### 課題 1
サブリースに関する文章の「そこで不動産管理会社は、入居者の募集を行います。」から「管理委託方式は、不動産管理を行うだけの会社を設立する方式です。」までの部分を、「入居者」を「賃借人」に置き換えて書き出してください。
### 課題 2
サブリースに関する文章によると、会社に対して課される法人税の税率は何%ですか。
### 課題 3
サブリースに関する文章を、最後の文の後から続けて書き進めてください。

### 提供テキスト
╭──
そこで不動産管理会社は、入居者の募集を行います。
この時、入居者から受け取る家賃の額は、一括借り上げの際に支払った家賃の1軒あたりの金額より高くなければなりません。
もし支払家賃より受取家賃の方が低ければ、不動産管理会社として赤字を計上することとなってしまうからです。
一方で入居者から受け取る家賃の金額は、極端に高い金額とすることはできません。
高くすれば、入居者を確保することが難しくなってしまうからです。
そこで、不動産管理会社が一括借り上げを行う際に支払う家賃の額を、できるだけ低くなるようにします。
こうすれば、支払家賃と受取家賃の差額を利益に計上することができます。
他の管理方式との比較①管理委託方式
不動産管理会社を設立した場合、サブリース以外の方法で管理を行うこともできます。
まずご紹介するのが、管理委託方式です。
管理委託方式は、不動産管理を行うだけの会社を設立する方式です。
不動産管理といっても、日常的に発生する業務はそれほどなく、管理手数料として家賃の数%の収入を得る形となります。
ただ、管理手数料を支払うオーナーである個人にとっては、毎月決まった経費が発生することとなるため、節税効果があります。
他の管理方式との比較②売却方式
売却方式は、個人で所有している不動産を不動産管理会社に売却する方式です。
不動産の所有者が個人から会社に変わるため、家賃収入を受け取るのも会社となります。
誰が家賃収入を受け取っても、その金額が変わるわけではありません。
ただ、個人が受け取るか会社が受け取るかで、課される税金の種類は変わってきます。
個人に対しては所得税が課され、その税率は最高45%にもなります。
一方、会社に対して課される法人税は、税率は原則一律とされ、その税率は23.2%となっています。
多額の家賃収入が発生する物件や沢山の物件がある場合には、売却方式により節税することができます。
不動産管理会社のサブリース方式で節税できる理由
不動産管理会社を設立しサブリースを行うと、節税になることがわかりました。
ただ、サブリースを実行すると何故節税になるのか、その理由はわかりにくいかもしれません。
ここからは、サブリースを行うと節税になる理由を解説していきます。
個人の所得を減らすことができる
不動産管理会社を設立しサブリース方式を行う前は、家賃収入から必要経費を控除した金額が、個人の所得として発生しています。
しかし、サブリース方式を導入すると、個人の所得金額を減らすことができます。
個人の所得金額が減る理由は、個人が受け取る家賃収入の金額を減らせるからです。
サブリース方式では、個人は不動産管理会社から家賃収入を受け取ることとなり、その金額はある程度調整できます。
そこで、実際に入居者から受け取る金額より低い金額にしておくことで、個人の所得金額を減らすことができることとなります。
なお、個人の所得金額が減った分の金額は、オーナーが設立した不動産管理会社の利益となっています。
そのため、節税をしたからといって損をするわけではありません。
╰──
[保存済みのデータ項目]
╭──
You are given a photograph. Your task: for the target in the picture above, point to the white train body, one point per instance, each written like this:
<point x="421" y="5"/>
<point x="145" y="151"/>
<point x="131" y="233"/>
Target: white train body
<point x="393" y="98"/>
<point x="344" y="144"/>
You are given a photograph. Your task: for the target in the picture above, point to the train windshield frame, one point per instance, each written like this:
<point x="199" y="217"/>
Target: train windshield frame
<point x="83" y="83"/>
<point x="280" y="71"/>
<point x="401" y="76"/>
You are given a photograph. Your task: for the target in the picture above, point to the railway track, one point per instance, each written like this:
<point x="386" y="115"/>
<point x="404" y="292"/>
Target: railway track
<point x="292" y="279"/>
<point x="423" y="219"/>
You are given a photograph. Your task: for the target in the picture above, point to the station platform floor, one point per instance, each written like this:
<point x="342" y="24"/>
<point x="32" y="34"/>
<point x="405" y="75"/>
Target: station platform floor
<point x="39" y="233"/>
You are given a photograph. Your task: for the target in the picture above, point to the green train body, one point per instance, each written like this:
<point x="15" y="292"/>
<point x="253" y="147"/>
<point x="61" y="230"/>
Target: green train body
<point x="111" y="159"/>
╰──
### 解答 1
そこで不動産管理会社は、賃借人の募集を行います。
この時、賃借人から受け取る家賃の額は、一括借り上げの際に支払った家賃の1軒あたりの金額より高くなければなりません。
もし支払家賃より受取家賃の方が低ければ、不動産管理会社として赤字を計上することとなってしまうからです。
一方で賃借人から受け取る家賃の金額は、極端に高い金額とすることはできません。
高くすれば、賃借人を確保することが難しくなってしまうからです。
そこで、不動産管理会社が一括借り上げを行う際に支払う家賃の額を、できるだけ低くなるようにします。
こうすれば、支払家賃と受取家賃の差額を利益に計上することができます。
他の管理方式との比較①管理委託方式
不動産管理会社を設立した場合、サブリース以外の方法で管理を行うこともできます。
まずご紹介するのが、管理委託方式です。
管理委託方式は、不動産管理を行うだけの会社を設立する方式です。

### 解答 2
原則一律で、23.2%です。

### 解答 3
法人税の低い税率が適用される
個人の所得金額が減少し、その金額は不動産管理会社の利益となります。
個人では所得金額が減少しても、会社で課税されるのであれば、税負担は変わらないと思う方もいるでしょう。
しかし、個人に対する所得税の税率と、会社に対する法人税の税率には差があるため、節税となります。
所得税の税率は、所得金額が増えるほど税率が上がる累進課税となっています。
最高45%となる他、段階的に33%や40%といった税率が適用され、高額所得者ほど税負担は大きくなります。
一方、法人税の税率は一律23.2%とされ、中小企業の場合はさらに低い税率が適用される場合もあります。
そのため、所得が個人から会社に移るだけでも、節税ができることになります。
不動産管理会社でサブリース方式にするときの注意点
不動産管理会社を設立しサブリース方式を実行すれば、節税効果を得られ、税負担を軽減することができます。
ただ、不動産管理会社を設立することや、サブリース方式を実行することには注意点もあります。
会社の設立や運営にはコストがかかる
不動産管理会社を設立する際には、一定のコストがかかります。
会社を設立する際の資本金については、いくらでもいいこととされているため、この点は問題ありません。
ただし、設立費用として株式会社の場合は最低でも25万円程度、合同会社の場合は10万円程度必要です。
設立登記や定款の認証など避けては通れない手続きが多いため、設立費用を事前に準備しておく必要があります。
また、会社を設立した後は、会社の運営コストがかかります。
会社の運営コストとして、特に大きなウエイトを占めるのが、法人税の申告に関する費用です。
会社の利益が出ていない場合でも、都道府県や市町村に約7万円の税金を納税しなければなりません。
また、申告書の作成をほとんどの人は自分でできないため、税理士に依頼する必要があり、その費用として数十万円がかかります。
このようなコストが毎年発生しても、なおメリットがある場合でなければ、サブリースを行う意味はありません。
一括借り上げ家賃の設定をいくらにするか
サブリース方式のポイントとなるのは、個人が保有する不動産を不動産管理会社が借り上げる際の家賃の設定です。
個人に対する家賃を低くすれば、個人に入る家賃収入は少なくなるため、所得税の金額を減らすことができます。
しかし、個人で負担しなければならない固定資産税などの費用を賄うことができなければ意味がありません。
また逆に、個人に対して不動産管理会社が支払う家賃を多くしすぎても、問題があります。
個人の所得が増えてしまい、大きな節税効果が期待できないためです。
また、不動産管理会社が支払う家賃が大きくなりすぎると、不動産管理会社が赤字になってしまう可能性があります。
入居者や空室率の状況なども確認しながら、無理のない家賃を設定しなければなりません。
同額の家賃の支払いを続けることが難しい場合もあるため、状況に合わせて家賃を見直す必要もあるでしょう。
所得税と法人税の税率に注意
サブリース方式を利用して節税ができる大前提となるのは、所得税率より法人税率の方が低いことです。
しかし、実際に適用される所得税の税率は、法人税の税率より低い人の方が多くなっています。
そのため、サブリース方式を導入して節税になる人は、ある程度家賃収入が大きな人に限られます。
たとえば所得税の税率が10%の人について、その所得の一部が会社に移ることとなれば、かえって税負担は増えてしまいます。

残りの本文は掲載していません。